- EXERCISE DATA -
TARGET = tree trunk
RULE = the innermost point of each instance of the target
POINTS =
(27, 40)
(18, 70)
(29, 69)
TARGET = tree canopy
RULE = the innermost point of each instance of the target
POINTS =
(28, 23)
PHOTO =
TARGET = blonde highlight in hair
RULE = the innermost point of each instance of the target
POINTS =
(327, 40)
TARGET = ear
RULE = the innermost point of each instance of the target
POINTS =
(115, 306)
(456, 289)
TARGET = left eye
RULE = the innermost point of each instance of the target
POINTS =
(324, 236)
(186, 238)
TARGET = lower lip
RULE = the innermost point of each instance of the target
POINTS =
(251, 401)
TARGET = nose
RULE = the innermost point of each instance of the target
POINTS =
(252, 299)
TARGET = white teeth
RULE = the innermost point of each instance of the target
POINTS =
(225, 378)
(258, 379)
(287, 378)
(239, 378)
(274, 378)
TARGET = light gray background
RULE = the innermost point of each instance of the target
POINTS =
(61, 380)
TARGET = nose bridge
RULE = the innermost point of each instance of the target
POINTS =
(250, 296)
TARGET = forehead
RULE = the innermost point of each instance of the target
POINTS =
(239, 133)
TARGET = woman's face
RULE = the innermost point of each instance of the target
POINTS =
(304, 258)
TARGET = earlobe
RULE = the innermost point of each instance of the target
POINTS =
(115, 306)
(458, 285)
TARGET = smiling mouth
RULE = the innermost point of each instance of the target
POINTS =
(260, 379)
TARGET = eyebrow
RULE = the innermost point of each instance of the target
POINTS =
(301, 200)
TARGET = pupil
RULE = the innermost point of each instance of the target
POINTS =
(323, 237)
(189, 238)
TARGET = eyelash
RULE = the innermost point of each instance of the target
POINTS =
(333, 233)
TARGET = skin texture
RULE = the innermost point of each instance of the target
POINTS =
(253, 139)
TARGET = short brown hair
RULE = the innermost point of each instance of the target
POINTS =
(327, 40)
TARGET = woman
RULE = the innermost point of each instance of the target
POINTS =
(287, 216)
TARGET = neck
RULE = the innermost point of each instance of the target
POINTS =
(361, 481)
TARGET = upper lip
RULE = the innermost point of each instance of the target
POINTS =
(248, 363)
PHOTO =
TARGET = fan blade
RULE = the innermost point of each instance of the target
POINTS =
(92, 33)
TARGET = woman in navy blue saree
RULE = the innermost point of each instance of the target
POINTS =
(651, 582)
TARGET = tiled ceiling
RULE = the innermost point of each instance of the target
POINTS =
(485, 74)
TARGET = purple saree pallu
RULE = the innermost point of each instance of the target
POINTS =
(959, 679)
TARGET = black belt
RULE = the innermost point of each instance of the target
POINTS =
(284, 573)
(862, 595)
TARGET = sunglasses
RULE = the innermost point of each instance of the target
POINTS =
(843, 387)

- TASK BRIEF -
Each line above with the string "woman" should be reported in full.

- WRITTEN ANSWER -
TARGET = woman's face
TARGET = woman
TARGET = woman in navy blue saree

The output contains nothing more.